*Instruções das tarefas*:
A - Segundo o texto sobre a Rússia e o Ocidente, o que a Rússia baniu de importar da União Europeia?
B - Copie do texto sobre a Rússia e o Ocidente o trecho que vai de "Só até aí já" até "qualquer vantagem política.", inclusive.
C - Prossiga, por favor, com o texto sobre a Rússia e o Ocidente a partir do ponto em que ele para.

*Texto*:
******************************

Diferente disso, muito mais sentido faz ser simplesmente paciente e dar tempo ao tempo. Eventualmente, o povo na Ucrânia se cansará da ocupação e tomará o destino em suas próprias mãos, derrubará os bandidos locais e também os que mandam neles e manobram de longe os bandidos locais; e o relacionamento eventualmente será mais normal.

• Quanto às sanções do ocidente, a Rússia impôs algumas contrassanções, e seriamente pensadas. A Rússia baniu a importação, da União Europeia, de várias categorias de alimentos. Assim estimulou a produção de alimentos dentro da Rússia rumo à autossuficiência alimentar. Dado que dentro da União Europeia os fazendeiros são politicamente muito poderosos, a ação dos russos tornou muito impopulares, na Europa, as sanções norte-americanas.

Acrescente-se a isso o fato de que os EUA querem agora sancionar as importações europeias de energia, forçando os europeus a comprar dos EUA, cujo produto é muito mais caro e muito menos confiável, e pode-se ver por que os europeus estão fartos das intromissões de Washington. Claro que, já tendo cedido grande parte da própria soberania há muito tempo, os europeus enfrentam dificuldades fantásticas para recuperá-la; mas, pelo menos, estão começando a pensar sobre isso.

Só até aí já é uma vitória para a Rússia: os russos precisam de nações independentes soberanas à sua volta, não um bando de vassalos acovardados de Washington. No que tenha a ver com impor contrassanções aos EUA diretamente, só causariam mais e maiores danos econômicos, sem garantir qualquer vantagem política.

• Quanto à implantação da OTAN junto às fronteiras russas, agentes anti-Rússia nos miniestados do Báltico e tropas da OTAN treinando para "atacar a Rússia" – bem, francamente, sim, os russos estão bastante insultados, mas não se pode dizer que estejam exatamente com medo.

******************************

[Descrições de regiões em linguagem natural]

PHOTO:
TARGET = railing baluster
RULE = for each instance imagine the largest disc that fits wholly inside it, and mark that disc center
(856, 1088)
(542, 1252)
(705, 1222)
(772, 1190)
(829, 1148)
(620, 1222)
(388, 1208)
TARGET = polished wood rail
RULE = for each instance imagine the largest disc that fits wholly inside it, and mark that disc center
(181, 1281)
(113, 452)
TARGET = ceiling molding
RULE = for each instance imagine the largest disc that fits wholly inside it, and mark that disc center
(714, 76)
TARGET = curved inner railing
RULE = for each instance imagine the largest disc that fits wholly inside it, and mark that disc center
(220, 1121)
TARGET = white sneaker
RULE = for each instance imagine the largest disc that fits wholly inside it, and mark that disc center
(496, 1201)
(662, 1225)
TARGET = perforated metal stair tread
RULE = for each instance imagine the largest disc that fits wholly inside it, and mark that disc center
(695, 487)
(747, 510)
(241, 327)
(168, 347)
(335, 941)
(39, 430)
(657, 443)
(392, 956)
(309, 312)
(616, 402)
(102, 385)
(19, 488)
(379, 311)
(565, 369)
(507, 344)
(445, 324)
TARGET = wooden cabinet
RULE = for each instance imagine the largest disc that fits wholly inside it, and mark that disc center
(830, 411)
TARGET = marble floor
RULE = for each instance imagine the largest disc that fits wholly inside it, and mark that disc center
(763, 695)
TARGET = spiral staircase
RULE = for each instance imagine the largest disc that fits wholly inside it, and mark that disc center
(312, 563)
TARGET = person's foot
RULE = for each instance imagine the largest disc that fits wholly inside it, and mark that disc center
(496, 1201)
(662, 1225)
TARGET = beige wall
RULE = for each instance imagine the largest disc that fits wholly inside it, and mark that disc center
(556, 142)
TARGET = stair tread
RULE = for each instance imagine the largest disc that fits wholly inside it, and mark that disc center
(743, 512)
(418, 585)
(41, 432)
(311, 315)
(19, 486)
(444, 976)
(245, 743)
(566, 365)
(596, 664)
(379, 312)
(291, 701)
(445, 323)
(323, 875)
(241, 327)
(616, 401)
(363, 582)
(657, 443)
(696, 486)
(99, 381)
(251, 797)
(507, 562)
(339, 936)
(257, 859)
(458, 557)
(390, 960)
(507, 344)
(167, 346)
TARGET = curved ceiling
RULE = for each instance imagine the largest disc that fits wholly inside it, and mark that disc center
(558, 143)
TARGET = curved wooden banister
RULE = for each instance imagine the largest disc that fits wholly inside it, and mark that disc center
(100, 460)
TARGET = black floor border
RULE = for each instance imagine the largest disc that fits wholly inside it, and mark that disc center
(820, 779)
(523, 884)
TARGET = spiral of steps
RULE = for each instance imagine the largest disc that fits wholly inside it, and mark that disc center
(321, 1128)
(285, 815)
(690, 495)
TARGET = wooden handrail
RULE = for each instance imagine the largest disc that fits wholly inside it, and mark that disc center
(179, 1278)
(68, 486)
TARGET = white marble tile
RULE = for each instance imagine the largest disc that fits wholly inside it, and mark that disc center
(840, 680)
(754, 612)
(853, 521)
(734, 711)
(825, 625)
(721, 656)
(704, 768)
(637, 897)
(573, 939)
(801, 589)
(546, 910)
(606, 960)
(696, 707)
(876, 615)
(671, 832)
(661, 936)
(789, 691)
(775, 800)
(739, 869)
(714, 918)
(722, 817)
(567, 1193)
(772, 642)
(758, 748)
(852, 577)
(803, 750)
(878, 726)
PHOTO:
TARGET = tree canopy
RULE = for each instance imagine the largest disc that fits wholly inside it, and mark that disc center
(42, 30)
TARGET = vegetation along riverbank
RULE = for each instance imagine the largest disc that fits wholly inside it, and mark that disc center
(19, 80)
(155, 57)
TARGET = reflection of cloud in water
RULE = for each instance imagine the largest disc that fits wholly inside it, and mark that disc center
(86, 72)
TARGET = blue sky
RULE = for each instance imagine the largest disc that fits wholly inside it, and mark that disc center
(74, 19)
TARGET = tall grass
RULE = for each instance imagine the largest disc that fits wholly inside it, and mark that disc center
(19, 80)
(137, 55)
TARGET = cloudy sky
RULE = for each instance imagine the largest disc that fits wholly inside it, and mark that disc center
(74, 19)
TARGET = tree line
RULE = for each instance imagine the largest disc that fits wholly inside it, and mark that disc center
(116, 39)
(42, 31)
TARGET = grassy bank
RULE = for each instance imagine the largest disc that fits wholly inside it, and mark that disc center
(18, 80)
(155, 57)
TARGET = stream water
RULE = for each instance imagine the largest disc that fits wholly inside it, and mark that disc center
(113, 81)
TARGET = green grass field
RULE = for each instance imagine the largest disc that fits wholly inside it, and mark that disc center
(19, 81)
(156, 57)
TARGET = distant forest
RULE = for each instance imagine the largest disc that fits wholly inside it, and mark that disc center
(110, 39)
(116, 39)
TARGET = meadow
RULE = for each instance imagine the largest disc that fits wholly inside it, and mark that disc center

******************************

*Lista de respostas*:
A - Várias categorias de alimentos.

B -
Só até aí já é uma vitória para a Rússia: os russos precisam de nações independentes soberanas à sua volta, não um bando de vassalos acovardados de Washington. No que tenha a ver com impor contrassanções aos EUA diretamente, só causariam mais e maiores danos econômicos, sem garantir qualquer vantagem política.

C -
Todos sabem que a OTAN é parte da gangue de defesa do establishment norte-americano. O objetivo da OTAN é roubar transatlânticos de dinheiro, não para fazer armas que funcionem nem treinar exércitos capazes de lutar. Há agora grande quantidade de blindados e soldados da OTAN preposicionados nos Bálticos, mas não em número ou qualidade suficientes para invadir a Rússia em qualquer acepção significativa.

E se algum dia invadirem, muito rapidamente serão abandonados. Tem mais: os blindados da OTAN simplesmente não passam por baixo de muitas pontes e não conseguem cobrir grandes distâncias sobre terreno irregular – como os blindados russos conseguem. Os blindados da OTAN têm de ser levados por trem ou por rodovia, sobre a carroceria de caminhões adaptados, até o local de combate. Ou viajam por mar, até portos de águas profundas.

Assim sendo, basta que a Rússia dinamite algumas pontes nas rodovias ou ponha abaixo, com foguetes disparados de qualquer ponto, algumas instalações de portos. Depois, cercar e destruir contingentes relativamente pequenos de invasores, e será fim de jogo. A OTAN sabe disso, e toda essa atividade nos estados do Báltico tem o único objetivo de encaminhar algum dinheiro para os estados do Báltico – economicamente anêmicos e em rápido processo de redução das populações.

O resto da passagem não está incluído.